Required action =>
Go through the entries below and tally each line holding the string "with". Return the number only.
-------- Excerpted records --------
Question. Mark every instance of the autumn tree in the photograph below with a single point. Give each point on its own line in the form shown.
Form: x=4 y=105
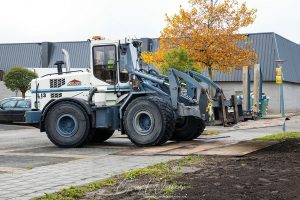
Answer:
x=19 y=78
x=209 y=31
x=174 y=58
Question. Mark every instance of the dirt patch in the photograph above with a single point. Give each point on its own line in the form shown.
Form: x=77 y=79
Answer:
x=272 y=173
--------
-------- Excerpted records --------
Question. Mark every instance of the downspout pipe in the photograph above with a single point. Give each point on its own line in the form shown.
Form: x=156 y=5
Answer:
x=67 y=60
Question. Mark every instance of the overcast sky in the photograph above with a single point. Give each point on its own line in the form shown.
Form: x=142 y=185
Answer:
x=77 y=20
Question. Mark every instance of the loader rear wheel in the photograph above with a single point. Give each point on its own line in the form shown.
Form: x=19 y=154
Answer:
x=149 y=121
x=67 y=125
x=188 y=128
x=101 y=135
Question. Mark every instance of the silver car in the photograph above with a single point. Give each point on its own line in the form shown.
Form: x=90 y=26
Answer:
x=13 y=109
--------
Response =>
6